Texto citado:
Como
ustedes saben el conejo lerdo siempre gusta más de las hojas que del rábano.
Entre los humanos no siempre el tardo se come las hojas, pues entre estos
animales se encuentran los mentirosos, los egoístas, los interesados, los
tergiversadores profesionales… Mezclas de necios, mentirosos, tendenciosos… son
quienes al hablar del libro de Benedicto XVI comentaron qué sucedía con el buey
y la mula y qué con los reyes andaluces: todo follaje, pura hoja, nada de
rábano. Dudo de que su comprensión del texto fuese tan infame y tan ínfima:
habría que ser muy memo. La interpreto con seguridad maliciosa. Cierto que luego, entre los
ignorantes, los perezosos –no se olvide que el agnóstico lo es-, se dio dos
perras al pregonero y los profesionales llamados de la información –en muchas
ocasiones in-forme, de-forme, etc.- se lanzaron a repetir
las necedades que los voceros del mal promovieron desde sus altoparlantes. El
titular y el vocerío no matan la verdad, pero la apabullan. Aceite sobre agua,
afirma Cervantes de la verdad. Se hace sonar interesadamente el río que agua no
lleva, se habla de lo accidental de forma oblicua, blablablá, se olvida lo
sustancial por la tangente, se frivoliza todo un poco, “¡Un cuarto y mitad más
de superficialidad!”, se agita y así seguimos por los caminos que llevan al
perdedero de la mentira. ¡Qué tolerante y llevadero el ignorante!
El libro La
infancia de Jesús forma parte de una trilogía en la que, siendo el primero
en el orden cronológico de la temática que se trata, la vida de Jesús, es el
último, sin embargo, en ser editado: el broche. Ya se vieron antes Jesús de Nazaret: del bautismo a la
Transfiguración (2007) y Jesús de
Nazaret: desde la entrada en Jerusalén a la resurrección (2011). En estas
realidades de lo misterioso y la vida eterna parece ser que los últimos serán
los primeros. Desconozco si será el caso. Conste que por su extensión y
redacción esta obra se me hizo más llevadera con diferencia que las anteriores:
a veces el cuerpo no lo coge todo igual. Es la edad.

Material aportado:
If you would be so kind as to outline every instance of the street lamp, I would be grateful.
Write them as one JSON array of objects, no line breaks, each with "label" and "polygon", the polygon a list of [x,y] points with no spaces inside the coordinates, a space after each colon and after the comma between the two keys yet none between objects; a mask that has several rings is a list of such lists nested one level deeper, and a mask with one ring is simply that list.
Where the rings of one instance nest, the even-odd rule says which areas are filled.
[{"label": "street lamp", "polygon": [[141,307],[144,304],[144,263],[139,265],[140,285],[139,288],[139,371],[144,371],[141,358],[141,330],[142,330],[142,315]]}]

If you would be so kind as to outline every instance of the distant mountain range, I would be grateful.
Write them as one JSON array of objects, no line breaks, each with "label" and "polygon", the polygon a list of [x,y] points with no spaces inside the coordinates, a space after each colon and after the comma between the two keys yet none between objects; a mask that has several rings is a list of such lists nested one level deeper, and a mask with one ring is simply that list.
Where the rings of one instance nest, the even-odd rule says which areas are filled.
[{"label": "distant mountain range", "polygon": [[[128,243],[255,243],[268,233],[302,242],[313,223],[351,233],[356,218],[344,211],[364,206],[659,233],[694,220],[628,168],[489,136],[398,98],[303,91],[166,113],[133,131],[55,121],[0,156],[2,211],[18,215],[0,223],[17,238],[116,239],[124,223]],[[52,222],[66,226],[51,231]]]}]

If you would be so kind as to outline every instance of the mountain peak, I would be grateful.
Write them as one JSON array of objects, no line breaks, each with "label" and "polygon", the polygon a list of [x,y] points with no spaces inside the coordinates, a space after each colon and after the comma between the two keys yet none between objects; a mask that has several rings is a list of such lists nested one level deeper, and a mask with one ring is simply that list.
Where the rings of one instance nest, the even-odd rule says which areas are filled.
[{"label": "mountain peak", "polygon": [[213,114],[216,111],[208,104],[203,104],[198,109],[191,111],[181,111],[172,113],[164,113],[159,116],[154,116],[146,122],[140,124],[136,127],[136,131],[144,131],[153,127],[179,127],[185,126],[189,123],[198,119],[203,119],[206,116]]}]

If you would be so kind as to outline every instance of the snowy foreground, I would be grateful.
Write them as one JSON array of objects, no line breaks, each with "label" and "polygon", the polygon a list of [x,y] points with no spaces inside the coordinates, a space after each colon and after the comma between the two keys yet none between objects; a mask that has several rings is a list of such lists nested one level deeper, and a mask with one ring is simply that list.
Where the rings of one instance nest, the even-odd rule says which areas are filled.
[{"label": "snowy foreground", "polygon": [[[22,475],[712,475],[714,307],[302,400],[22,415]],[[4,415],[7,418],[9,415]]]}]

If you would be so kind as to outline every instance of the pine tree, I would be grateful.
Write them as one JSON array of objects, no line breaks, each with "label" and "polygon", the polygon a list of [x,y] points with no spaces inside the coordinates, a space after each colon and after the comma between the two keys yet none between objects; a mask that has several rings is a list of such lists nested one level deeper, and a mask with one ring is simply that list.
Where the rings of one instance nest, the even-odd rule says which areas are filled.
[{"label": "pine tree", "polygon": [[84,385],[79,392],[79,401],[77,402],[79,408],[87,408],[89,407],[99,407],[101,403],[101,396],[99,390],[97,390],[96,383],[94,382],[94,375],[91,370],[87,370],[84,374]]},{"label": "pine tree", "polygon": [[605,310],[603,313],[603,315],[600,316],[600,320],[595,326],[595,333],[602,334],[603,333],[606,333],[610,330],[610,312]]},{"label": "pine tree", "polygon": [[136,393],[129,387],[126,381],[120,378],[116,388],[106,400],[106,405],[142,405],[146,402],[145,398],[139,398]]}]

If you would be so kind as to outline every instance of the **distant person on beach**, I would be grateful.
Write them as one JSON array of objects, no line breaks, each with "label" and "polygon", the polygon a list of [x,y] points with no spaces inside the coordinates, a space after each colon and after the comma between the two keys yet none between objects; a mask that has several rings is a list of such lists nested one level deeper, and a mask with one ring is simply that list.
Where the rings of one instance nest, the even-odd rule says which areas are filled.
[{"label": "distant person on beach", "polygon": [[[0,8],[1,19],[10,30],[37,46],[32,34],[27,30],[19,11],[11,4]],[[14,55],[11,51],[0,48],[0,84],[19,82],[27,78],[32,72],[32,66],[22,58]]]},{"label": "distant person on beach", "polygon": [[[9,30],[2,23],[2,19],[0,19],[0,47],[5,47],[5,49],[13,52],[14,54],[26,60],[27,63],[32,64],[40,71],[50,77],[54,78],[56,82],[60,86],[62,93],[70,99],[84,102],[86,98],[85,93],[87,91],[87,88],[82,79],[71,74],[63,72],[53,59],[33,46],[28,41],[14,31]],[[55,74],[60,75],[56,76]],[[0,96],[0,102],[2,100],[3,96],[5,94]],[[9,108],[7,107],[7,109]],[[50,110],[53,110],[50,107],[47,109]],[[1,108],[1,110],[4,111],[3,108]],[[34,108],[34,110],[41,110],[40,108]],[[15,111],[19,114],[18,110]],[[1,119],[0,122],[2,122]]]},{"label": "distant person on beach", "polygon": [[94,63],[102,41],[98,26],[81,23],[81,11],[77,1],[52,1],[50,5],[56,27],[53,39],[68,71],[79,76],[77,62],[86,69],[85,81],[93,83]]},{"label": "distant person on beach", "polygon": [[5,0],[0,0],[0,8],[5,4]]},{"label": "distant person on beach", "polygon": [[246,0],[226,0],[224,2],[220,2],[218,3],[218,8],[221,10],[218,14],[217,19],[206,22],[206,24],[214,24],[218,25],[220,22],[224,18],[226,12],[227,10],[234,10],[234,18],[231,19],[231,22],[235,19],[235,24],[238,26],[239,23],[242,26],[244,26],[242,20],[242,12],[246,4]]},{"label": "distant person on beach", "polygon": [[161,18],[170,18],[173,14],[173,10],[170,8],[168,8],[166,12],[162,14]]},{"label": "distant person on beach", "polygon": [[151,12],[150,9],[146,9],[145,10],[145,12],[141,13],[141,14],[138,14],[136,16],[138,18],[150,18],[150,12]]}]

Partes del ejercicio:
(a) Cita del texto sobre el libro de Benedicto XVI el pasaje que va desde "El libro La" hasta "Es la edad.".
(b) Responde estas preguntas con lo que dice el texto sobre el libro de Benedicto XVI:
(i) ¿De qué gusta más el conejo lerdo?
(ii) ¿En qué año apareció Jesús de Nazaret: desde la entrada en Jerusalén a la resurrección?
(iii) ¿A quién atribuye el texto la comparación de la verdad con aceite sobre agua?
(c) Prosigue el texto sobre el libro de Benedicto XVI desde el punto en que termina.

Respuestas:
(a)
El libro La
infancia de Jesús forma parte de una trilogía en la que, siendo el primero
en el orden cronológico de la temática que se trata, la vida de Jesús, es el
último, sin embargo, en ser editado: el broche. Ya se vieron antes Jesús de Nazaret: del bautismo a la
Transfiguración (2007) y Jesús de
Nazaret: desde la entrada en Jerusalén a la resurrección (2011). En estas
realidades de lo misterioso y la vida eterna parece ser que los últimos serán
los primeros. Desconozco si será el caso. Conste que por su extensión y
redacción esta obra se me hizo más llevadera con diferencia que las anteriores:
a veces el cuerpo no lo coge todo igual. Es la edad.

(b)
(i) De las hojas, más que del rábano.
(ii) En 2011.
(iii) A Cervantes.

(c)
Leí muchísimo a Juan Pablo II. He leído algo a Benedicto
XVI. Las diferencias entre uno y otro son abismales, se me antoja. El primero
comenzó siendo un escritor denso, complicado, un filósofo que desde la cátedra
de Pedro se fue comunicando poco a poco más y más, mejor y mejor, con una
visión universal de las realidades sobrenaturales y humanas. Era personalmente
atractivo, fue elegido joven, tenía un aspecto imponente –lo vi muchas veces en
vivo, en directo y cerca: en su casa-, tras el atentado, tras sus viajes, sus
sufrimientos y sus trabajinas, siguió siendo el mismo hasta alcanzar el grado
de un viejo amable, gastado: le temblaba un brazo, pero nunca el pulso porque
era el dulce Cristo en la Tierra. A Ratzinger le precedía su fama, una fama que
sus enemigos (quienes cultivan el bien siempre los tiene) airearon confusa,
desorientadora, borrosa y padecí de esa intoxicación. Un alemán que tenía un
gato y amaba la música clásica. Reconozco al punto, sin embargo, que tras las
primeras lecturas de alguna de sus obras me deslumbraron sus escritos. De Juan
Pablo II, de su etapa anterior al papado no había leído nada, que yo recuerde,
de Ratzinger, sí: como ensayista, como teólogo, como conferenciante… Brillante
en su sencillez, deslumbrante en sus planteamientos convincentes. Por su edad,
por su aspecto físico, Benedicto XVI no era Juan Pablo II. Por sus escritos,
para el lector atento, es Ratzinger muy diferente al Papa polaco y otro
intelectual de una talla indudable. Quien dude de ello es también,
indudablemente, un ignorante. En este párrafo que cierro no descubro
ningún mediterráneo, ¿hay acaso algo
nuevo bajo el sol?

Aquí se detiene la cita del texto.